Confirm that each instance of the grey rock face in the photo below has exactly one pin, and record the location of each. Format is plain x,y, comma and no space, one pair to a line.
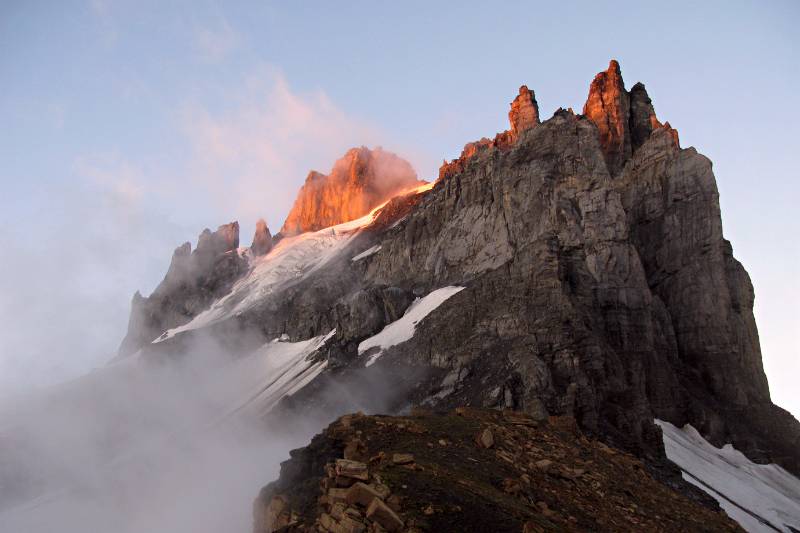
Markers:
598,285
194,280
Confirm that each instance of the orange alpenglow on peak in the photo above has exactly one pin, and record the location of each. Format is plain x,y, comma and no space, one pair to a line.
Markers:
360,181
624,119
523,115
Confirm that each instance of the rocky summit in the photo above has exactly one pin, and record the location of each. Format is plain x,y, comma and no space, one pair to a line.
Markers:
359,181
571,267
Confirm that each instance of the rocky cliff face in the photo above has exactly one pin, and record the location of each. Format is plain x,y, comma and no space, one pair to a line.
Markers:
470,470
598,285
359,182
193,281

* [Brief]
Repeat only the lines from the one holding "Confirm that each instance of the orange" through the last line of the data.

* [Result below]
Confirm that each instance of the orange alpenglow on peak in the photo above has exactly one pin, and record the location of each. Format is plain x,y, comma and no space, one pair to a line.
Markers:
360,181
624,119
523,115
Confirm that each instance of the rocky summit in the photo above has exactly one pin, and record the location of each. Format is plain x,y, comma and no space, one pair to a line.
Markers:
359,181
571,267
Confirm that each instance of the rocky cliff face in the photo above has exactly one pin, and record the location of each. Format is plain x,y, comma and no space, one pair to a line.
Markers:
470,470
598,285
359,182
193,281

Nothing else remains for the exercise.